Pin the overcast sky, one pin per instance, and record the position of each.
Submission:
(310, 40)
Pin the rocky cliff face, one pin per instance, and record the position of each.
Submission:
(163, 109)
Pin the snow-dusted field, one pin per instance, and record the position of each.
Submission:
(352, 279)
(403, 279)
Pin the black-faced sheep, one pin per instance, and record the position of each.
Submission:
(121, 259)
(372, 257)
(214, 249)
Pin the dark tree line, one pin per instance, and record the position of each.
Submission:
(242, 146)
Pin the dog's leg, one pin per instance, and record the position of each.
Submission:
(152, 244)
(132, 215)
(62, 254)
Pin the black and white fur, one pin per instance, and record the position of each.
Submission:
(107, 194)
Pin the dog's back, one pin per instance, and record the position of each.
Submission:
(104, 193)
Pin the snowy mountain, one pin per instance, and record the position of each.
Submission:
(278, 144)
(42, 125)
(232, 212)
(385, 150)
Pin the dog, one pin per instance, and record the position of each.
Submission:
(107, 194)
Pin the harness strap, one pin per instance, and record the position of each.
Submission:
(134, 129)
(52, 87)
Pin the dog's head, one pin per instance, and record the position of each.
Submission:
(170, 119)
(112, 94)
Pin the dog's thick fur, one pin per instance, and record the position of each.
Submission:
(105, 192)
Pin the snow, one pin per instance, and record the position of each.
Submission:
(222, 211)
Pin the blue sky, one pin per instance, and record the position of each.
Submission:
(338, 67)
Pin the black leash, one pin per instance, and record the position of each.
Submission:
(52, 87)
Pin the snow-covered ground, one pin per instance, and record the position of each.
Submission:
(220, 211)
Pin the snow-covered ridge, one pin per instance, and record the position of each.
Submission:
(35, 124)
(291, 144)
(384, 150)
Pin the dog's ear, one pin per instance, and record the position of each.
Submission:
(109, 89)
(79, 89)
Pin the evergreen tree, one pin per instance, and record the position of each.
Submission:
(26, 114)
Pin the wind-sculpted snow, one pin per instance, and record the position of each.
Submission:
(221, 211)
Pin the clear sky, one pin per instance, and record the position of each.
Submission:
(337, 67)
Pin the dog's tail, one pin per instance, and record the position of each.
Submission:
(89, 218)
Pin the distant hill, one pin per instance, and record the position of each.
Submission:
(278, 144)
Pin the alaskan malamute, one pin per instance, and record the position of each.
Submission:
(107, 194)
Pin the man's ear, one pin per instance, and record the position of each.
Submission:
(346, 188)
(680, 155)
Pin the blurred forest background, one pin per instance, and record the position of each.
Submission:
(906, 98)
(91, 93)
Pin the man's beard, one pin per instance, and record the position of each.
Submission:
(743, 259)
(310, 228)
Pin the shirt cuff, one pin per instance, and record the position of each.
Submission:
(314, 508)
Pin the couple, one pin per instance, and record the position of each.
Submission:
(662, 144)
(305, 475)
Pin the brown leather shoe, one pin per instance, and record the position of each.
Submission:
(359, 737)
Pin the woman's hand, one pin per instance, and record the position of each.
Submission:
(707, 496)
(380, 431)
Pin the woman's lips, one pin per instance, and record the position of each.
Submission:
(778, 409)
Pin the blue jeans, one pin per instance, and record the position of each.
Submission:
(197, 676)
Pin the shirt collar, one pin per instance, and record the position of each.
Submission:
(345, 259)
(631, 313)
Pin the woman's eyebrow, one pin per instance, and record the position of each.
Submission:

□ □ □ □ □ □ □

» **YOUR INSTRUCTIONS**:
Each line of the material should be duplicated exactly, please.

» **OUTPUT**:
Pin the overcast sky, one pin per instance, and record the position of each.
Submission:
(310, 40)
Pin the rocky cliff face, one pin per instance, and record the position of each.
Submission:
(163, 109)
Pin the snow-dusted field, one pin per instance, and record the position of each.
Submission:
(352, 279)
(403, 279)
Pin the black-faced sheep, one pin per instance, and record the position of each.
Submission:
(121, 259)
(372, 257)
(214, 249)
Pin the dark tree line, one pin per instance, and record the position of each.
Submission:
(242, 146)
Pin the dog's leg, one pin per instance, and record the position of each.
Submission:
(152, 244)
(132, 215)
(62, 254)
Pin the black and white fur, one pin per instance, and record the position of each.
Submission:
(107, 194)
Pin the dog's back, one pin per instance, and record the position of each.
Submission:
(104, 193)
Pin the snowy mountain, one pin per instance, and record the position of each.
Submission:
(278, 144)
(42, 125)
(232, 212)
(385, 150)
Pin the dog, one pin per instance, and record the position of each.
Submission:
(107, 194)
Pin the harness strap, one pin per instance, and record the position of each.
Submission:
(134, 129)
(52, 87)
Pin the dog's head, one pin per instance, and record the position of each.
Submission:
(170, 119)
(112, 94)
Pin the dog's thick fur, one pin per instance, and record the position of each.
Submission:
(105, 192)
Pin the snow, one pin per instance, and record the position of each.
Submission:
(222, 211)
Pin the blue sky, one pin per instance, and record the position of each.
Submission:
(338, 67)
Pin the black leash, one pin per instance, and record the position of each.
Submission:
(52, 87)
Pin the snow-covered ground, one pin per instance, and record the position of each.
Submission:
(220, 211)
Pin the snow-covered ridge, one pin per instance, and record the position of each.
Submission:
(35, 124)
(291, 144)
(384, 150)
Pin the dog's ear, one pin per instance, and record the position of each.
Submission:
(109, 89)
(79, 89)
Pin the evergreen tree, one pin per instance, and record the position of each.
Submission:
(26, 114)
Pin the wind-sculpted snow, one pin per instance, and record the position of each.
Submission:
(221, 211)
Pin the clear sky, one pin per instance, and record the position of each.
Submission:
(337, 67)
Pin the dog's tail, one pin per instance, and record the position of each.
Submission:
(89, 218)
Pin the distant hill, one pin per instance, and record the position of each.
Submission:
(278, 144)
Pin the alaskan malamute, one pin per instance, and record the position of each.
Submission:
(107, 194)
Pin the man's ear, one pin per instance, and record the position of each.
Submission:
(346, 188)
(680, 155)
Pin the blurred forest background, one pin per instance, and record the position of each.
Submission:
(906, 98)
(91, 93)
Pin the man's beard, one pin per instance, and record the position of each.
Submission:
(743, 259)
(310, 228)
Pin the shirt cuff, one pin per instance, and record the position of each.
Submission:
(314, 508)
Pin the couple, one pin per instance, and record the position of each.
Submission:
(662, 144)
(305, 475)
Pin the brown leather shoe, one pin per instance, and record the position of each.
Submission:
(359, 737)
Pin the woman's hand, one pin per instance, and record the position of each.
Submission:
(707, 496)
(380, 431)
Pin the woman's lips, one pin per instance, and record the position of each.
Submission:
(778, 409)
Pin the blue jeans, one pin per instance, and record the position of each.
Submission:
(197, 676)
Pin the shirt collar, one pin per instance, and record the position of each.
Submission:
(345, 259)
(631, 313)
Pin the woman's eyebrow, one pin per instance, and record the position of each.
Submission:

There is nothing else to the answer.